→ What you need to do
Please copy the lines below without changing anything.

>>>

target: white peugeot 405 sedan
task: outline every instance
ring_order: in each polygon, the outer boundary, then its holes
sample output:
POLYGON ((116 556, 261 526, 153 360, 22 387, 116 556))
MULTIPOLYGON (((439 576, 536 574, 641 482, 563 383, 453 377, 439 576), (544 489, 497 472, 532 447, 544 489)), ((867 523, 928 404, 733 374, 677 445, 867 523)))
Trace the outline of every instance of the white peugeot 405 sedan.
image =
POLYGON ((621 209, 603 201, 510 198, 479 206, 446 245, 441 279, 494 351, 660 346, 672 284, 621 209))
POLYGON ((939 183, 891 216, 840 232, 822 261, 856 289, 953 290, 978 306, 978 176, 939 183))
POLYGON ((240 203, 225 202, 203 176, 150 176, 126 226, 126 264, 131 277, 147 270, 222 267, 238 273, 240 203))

<<<

→ Task answer
target: white peugeot 405 sedan
task: outline every instance
ring_order: in each polygon, the outer boundary, then its holes
sample output:
POLYGON ((116 556, 261 526, 153 360, 22 387, 116 556))
MULTIPOLYGON (((439 576, 536 574, 641 482, 563 383, 453 377, 439 576), (544 489, 497 472, 532 447, 544 489)), ((867 523, 928 404, 733 374, 677 445, 867 523)))
Trace the outline of every instance of the white peugeot 405 sedan.
image =
POLYGON ((621 209, 603 201, 510 198, 479 206, 446 245, 441 279, 494 351, 660 346, 672 284, 621 209))
POLYGON ((939 183, 891 216, 840 232, 822 261, 856 289, 953 290, 978 306, 978 176, 939 183))
POLYGON ((240 203, 225 202, 203 176, 150 176, 126 226, 126 264, 131 277, 147 270, 222 267, 238 273, 240 203))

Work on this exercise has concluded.